==== Provided records ====
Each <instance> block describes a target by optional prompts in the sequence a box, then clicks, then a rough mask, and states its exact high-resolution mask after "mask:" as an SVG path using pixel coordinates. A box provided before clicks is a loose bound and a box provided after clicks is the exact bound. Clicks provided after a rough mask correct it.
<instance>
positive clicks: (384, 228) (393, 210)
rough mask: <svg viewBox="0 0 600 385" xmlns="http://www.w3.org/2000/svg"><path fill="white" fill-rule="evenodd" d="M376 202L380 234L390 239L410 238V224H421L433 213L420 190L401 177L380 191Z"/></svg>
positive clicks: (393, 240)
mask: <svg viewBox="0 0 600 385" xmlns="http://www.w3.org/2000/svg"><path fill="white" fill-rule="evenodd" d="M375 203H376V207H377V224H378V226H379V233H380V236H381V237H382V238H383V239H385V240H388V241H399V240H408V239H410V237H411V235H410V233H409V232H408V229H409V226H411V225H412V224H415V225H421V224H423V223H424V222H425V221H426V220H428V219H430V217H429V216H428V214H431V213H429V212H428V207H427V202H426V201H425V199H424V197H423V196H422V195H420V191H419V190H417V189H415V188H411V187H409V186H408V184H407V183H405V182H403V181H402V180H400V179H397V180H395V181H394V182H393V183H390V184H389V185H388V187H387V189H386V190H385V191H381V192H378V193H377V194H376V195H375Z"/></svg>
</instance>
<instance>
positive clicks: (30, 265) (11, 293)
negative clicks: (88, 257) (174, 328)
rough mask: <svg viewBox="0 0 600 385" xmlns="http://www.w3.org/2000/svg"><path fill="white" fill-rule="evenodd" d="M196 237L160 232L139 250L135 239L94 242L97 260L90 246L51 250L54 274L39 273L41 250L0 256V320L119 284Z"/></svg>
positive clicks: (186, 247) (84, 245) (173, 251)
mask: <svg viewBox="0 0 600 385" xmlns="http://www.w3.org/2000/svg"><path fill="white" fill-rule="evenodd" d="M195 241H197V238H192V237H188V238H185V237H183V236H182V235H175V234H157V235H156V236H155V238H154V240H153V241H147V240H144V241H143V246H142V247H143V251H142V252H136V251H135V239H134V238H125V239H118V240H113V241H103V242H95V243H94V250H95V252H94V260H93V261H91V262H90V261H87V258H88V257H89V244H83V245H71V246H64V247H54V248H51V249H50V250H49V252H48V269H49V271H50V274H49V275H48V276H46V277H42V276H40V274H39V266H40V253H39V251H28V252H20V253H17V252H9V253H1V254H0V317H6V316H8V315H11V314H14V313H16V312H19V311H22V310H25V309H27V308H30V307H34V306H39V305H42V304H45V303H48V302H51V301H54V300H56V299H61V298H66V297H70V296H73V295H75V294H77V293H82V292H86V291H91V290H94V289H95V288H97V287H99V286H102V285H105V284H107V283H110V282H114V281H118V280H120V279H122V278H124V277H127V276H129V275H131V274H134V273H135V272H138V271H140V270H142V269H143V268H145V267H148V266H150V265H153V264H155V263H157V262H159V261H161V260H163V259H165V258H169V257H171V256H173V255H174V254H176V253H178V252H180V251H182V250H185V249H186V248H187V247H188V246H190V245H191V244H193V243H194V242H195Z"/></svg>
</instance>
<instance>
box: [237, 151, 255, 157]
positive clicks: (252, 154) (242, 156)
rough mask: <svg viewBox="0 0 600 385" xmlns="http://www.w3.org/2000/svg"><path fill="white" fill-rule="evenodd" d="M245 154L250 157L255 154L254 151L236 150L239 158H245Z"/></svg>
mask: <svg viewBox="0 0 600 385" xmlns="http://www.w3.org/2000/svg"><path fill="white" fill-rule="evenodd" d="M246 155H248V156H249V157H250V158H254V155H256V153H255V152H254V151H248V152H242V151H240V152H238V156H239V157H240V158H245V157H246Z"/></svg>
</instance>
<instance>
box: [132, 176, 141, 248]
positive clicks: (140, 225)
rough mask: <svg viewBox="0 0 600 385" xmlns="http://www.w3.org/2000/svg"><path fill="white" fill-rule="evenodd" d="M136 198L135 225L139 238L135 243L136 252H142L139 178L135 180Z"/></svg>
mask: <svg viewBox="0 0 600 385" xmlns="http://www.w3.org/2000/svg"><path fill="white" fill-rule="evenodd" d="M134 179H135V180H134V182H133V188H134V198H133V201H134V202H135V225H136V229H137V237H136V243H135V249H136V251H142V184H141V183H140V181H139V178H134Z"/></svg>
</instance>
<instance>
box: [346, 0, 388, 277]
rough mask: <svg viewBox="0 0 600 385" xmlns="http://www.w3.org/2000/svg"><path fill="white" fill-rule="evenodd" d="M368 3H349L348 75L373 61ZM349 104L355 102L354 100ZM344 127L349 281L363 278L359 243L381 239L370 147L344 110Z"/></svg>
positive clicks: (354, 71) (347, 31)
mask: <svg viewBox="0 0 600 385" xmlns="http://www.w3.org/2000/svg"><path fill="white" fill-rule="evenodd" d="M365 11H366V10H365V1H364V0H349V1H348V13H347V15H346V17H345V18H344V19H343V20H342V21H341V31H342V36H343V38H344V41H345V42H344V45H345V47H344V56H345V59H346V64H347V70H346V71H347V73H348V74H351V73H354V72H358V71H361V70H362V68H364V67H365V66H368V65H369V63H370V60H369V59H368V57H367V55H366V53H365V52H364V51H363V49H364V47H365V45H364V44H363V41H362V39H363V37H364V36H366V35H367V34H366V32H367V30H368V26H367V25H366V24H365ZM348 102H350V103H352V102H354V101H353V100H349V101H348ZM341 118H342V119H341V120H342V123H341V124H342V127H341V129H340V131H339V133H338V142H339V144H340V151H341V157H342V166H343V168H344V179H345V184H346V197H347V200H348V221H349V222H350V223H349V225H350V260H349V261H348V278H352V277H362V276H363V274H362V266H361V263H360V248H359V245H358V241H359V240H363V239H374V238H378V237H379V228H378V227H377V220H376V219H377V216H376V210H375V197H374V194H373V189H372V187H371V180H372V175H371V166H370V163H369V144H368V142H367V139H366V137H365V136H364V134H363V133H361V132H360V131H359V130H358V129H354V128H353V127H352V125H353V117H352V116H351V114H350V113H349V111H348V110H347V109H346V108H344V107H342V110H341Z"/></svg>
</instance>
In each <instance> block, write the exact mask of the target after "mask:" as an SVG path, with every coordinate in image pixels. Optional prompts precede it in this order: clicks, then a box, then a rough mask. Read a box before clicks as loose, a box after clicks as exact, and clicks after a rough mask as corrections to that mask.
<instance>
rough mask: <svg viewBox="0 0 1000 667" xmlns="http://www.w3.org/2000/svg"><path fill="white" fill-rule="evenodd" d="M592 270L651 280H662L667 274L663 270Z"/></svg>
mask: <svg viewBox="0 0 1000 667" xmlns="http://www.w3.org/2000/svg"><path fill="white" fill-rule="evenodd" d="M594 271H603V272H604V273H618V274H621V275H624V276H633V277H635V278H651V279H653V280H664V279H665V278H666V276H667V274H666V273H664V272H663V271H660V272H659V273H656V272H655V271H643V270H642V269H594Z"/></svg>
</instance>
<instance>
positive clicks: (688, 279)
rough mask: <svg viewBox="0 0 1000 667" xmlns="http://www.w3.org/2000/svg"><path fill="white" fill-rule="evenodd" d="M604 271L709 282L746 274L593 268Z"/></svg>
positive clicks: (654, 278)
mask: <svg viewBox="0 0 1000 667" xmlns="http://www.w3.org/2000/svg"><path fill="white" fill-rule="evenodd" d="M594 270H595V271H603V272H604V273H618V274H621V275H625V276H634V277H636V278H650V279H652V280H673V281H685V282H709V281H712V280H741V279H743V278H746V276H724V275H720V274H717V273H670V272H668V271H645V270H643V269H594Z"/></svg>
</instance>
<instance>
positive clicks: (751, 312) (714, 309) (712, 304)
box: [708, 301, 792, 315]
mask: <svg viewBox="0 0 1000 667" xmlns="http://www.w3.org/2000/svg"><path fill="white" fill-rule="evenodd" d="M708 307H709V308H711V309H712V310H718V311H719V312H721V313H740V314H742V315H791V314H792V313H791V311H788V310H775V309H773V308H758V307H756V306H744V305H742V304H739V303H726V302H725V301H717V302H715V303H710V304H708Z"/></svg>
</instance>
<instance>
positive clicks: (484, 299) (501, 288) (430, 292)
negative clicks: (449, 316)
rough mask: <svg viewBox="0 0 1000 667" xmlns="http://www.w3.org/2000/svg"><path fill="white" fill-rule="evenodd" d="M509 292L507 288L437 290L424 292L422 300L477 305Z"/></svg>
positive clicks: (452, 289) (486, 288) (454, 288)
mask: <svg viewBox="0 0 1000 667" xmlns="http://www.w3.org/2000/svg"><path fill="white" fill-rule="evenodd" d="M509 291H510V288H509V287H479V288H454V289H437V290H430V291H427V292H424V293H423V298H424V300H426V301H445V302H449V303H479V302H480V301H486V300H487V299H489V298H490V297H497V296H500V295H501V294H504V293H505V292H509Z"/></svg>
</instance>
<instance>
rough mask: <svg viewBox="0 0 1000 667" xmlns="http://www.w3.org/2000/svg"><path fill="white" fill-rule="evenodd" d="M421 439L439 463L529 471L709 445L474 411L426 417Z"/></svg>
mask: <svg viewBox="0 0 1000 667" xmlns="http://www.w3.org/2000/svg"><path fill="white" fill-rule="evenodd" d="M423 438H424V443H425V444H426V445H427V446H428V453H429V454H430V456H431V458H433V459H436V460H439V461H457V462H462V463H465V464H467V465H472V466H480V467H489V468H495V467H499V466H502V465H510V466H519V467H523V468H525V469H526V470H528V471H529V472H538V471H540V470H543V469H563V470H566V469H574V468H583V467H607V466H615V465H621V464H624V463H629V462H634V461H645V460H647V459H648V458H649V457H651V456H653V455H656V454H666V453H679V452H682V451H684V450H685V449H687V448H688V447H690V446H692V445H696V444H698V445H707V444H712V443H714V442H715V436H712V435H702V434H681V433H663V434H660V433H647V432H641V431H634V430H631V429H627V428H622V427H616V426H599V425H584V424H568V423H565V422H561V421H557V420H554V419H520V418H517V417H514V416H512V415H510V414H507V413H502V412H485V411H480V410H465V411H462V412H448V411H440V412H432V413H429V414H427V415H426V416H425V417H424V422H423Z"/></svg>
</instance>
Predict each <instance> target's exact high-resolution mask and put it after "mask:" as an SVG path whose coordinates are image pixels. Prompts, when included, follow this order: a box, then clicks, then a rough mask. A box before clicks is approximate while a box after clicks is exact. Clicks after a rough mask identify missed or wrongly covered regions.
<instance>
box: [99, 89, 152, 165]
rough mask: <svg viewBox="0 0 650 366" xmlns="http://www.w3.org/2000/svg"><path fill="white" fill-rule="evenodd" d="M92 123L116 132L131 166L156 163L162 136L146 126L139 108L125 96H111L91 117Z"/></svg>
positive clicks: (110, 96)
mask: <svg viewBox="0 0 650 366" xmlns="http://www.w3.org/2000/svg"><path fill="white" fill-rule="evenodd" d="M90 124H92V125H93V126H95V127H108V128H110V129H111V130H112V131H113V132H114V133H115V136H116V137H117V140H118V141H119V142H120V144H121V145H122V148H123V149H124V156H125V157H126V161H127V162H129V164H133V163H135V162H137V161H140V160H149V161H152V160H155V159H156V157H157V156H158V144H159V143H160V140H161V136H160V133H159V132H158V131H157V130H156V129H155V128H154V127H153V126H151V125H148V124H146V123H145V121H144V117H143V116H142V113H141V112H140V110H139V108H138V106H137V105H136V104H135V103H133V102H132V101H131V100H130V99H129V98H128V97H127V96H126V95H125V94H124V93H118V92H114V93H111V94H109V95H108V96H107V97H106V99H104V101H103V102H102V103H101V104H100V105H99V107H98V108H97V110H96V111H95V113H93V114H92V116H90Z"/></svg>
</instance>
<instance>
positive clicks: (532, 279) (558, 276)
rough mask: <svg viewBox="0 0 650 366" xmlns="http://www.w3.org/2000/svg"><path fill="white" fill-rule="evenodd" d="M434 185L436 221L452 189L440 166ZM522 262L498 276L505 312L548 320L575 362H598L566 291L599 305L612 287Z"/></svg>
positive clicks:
====
# Exercise details
Go through the records and gather the lines that hold "negative".

# Response below
negative clicks: (88, 257) (174, 328)
negative clicks: (449, 316)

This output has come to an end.